## begin Page text

Calling the real Pulsestorm\TutorialPlugin\Model\Example::getMessage
Result: hello hola!

If you’re still with us after all this time, this code should be self explanatory. If we jump to the command’s source

#File: app/code/Pulsestorm/TutorialPlugin/Command/Testbed.php
protected function execute(InputInterface $input, OutputInterface $output)
{
    $output->writeln(
        "\nWe're going to call the `getMessage` method on the class " . "\n\n" .
        '    ' . get_class($this->example) . "\n"
    );

    $result = $this->example->getMessage("Hola", true);
    $output->writeln('Result: ' . $result);
}

we see our command fetched the class name for $this->example using the get_class function. The $example property is a standard automatic constructor dependency injection parameter

#File: app/code/Pulsestorm/TutorialPlugin/Command/Testbed.php    
public function __construct(Example $example)
{
    $this->example = $example;
    return parent::__construct();
}

Then, the command calls this Example object’s getMessage method with two parameters, and outputs the result.

The

Calling the real Pulsestorm\TutorialPlugin\Model\Example::getMessage

text comes from the definition of getMessage in Pulsestorm\TutorialPlugin\Model\Example.

#File: app/code/Pulsestorm/TutorialPlugin/Model/Example.php    
public function getMessage($thing='World', $should_lc=false)
{
    echo "Calling the real " . __METHOD__, "\n";
    $string = 'Hello ' . $thing . '!';
    if($should_lc)
    {
        $string = strToLower($string);
    }
    return $string;
}

The purpose of this debugging code will become clear in a moment.

What we have here is a pretty standard, if silly, example program. If you’re having trouble following along, you might want to review the series so far.

Creating the Plugin

We want to create a Magento 2 Plugin for the getMessage method of the Pulsestorm\TutorialPlugin\Model\Example class. It’s inevitable that the larger community will start using the word “plugin” as a place-holder for “extension” or “module”, but in the language of the object manager, a “plugin” refers to a special class that’s listening for any public method call to another object.

We say any public method, but that’s not quite accurate. If the public method uses the final keyword, or the class itself uses the final keyword, you won’t be able to use a plugin. Outside of that restriction, any class and public method is fair game, including your classes, Magento core classes, and third party classes.

## end Page text

- _Written task_: Continue the Magento 2 plugin tutorial from the point where it stops. The lines that follow the tutorial text are not needed for this work.

## begin Recorded information

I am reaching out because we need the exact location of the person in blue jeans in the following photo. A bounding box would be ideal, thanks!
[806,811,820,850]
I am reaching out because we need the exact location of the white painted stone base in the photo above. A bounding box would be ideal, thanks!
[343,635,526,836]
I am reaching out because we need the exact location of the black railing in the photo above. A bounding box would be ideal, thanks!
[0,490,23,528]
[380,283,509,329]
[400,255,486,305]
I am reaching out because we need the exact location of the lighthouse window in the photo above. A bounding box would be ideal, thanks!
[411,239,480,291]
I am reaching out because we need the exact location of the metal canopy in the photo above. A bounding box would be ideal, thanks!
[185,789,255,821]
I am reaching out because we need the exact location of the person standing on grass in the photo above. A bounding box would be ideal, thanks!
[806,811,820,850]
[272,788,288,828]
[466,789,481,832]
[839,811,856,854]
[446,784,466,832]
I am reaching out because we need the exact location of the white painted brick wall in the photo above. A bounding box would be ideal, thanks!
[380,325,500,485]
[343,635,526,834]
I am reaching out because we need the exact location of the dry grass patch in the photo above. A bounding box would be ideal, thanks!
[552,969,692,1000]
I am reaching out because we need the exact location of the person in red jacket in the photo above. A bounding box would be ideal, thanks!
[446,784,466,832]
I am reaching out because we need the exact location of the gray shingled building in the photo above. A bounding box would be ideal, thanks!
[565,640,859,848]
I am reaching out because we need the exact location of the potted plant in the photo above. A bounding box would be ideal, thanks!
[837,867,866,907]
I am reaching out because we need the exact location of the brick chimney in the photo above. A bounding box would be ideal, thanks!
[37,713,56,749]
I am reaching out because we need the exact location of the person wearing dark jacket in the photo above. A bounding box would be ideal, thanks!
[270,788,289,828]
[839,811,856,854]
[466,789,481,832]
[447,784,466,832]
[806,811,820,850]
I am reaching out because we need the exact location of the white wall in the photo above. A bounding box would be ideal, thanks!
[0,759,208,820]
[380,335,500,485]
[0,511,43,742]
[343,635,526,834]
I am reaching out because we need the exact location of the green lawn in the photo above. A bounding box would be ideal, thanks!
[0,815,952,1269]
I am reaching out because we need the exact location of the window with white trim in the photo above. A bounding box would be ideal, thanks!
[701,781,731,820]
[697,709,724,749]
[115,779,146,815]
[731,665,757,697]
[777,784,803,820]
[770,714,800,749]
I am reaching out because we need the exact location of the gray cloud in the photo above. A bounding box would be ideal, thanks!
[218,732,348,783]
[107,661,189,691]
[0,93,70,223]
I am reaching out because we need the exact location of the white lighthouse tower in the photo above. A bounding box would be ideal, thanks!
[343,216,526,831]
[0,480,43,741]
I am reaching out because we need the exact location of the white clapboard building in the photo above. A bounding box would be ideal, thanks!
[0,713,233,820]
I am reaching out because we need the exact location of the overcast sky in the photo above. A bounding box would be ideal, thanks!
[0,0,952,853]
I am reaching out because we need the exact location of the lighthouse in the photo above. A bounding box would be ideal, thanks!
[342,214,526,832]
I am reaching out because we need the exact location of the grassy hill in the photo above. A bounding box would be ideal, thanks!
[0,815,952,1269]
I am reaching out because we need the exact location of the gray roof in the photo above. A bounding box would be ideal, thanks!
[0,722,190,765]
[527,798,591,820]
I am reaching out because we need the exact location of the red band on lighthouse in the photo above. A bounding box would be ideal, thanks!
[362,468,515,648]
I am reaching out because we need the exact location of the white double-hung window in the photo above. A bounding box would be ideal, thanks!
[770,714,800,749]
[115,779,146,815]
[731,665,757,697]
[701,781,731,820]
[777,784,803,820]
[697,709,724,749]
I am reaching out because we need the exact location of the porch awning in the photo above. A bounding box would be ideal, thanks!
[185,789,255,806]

## end Recorded information

- _The response_:
To create a plugin, add the following configuration to your di.xml file

#File: app/code/Pulsestorm/TutorialPlugin/etc/di.xml
<config>   
    <!-- ... -->

    <type name="Pulsestorm\TutorialPlugin\Model\Example">
        <plugin name="pulsestorm_tutorial_plugin_model_example_plugin" 
                type="Pulsestorm\TutorialPlugin\Model\Example\Plugin" 
                sortOrder="10" 
                disabled="false"/>
    </type>
</config>

Once again, we’re creating a <type/> configuration. The name of the type should be the class whose behavior you’re trying to change.

Under type is the <plugin/> node. Here, the name should be a unique identifier that distinguishes this plugin configuration from every other plugin configuration in the world. The name is freeform, but you should use some combination of module name and description to make sure the name is unique.

The type of the plugin is a PHP class name. This PHP class will be your plugin class, and where we’ll define our custom behavior. We’ll want to create this class as well, but for now lets leave it empty of actual methods. To do so, create the following class file in the following location

#File: app/code/Pulsestorm/TutorialPlugin/Model/Example/Plugin.php
<?php
namespace Pulsestorm\TutorialPlugin\Model\Example;
class Plugin
{
}

Magento 2 convention dictates that this class’s short name should be \Plugin, although any class name will do.

Jumping back to di.xml, the sortOrder attribute controls how your plugin interacts with other plugins on the same class — we’ll talk more about this later.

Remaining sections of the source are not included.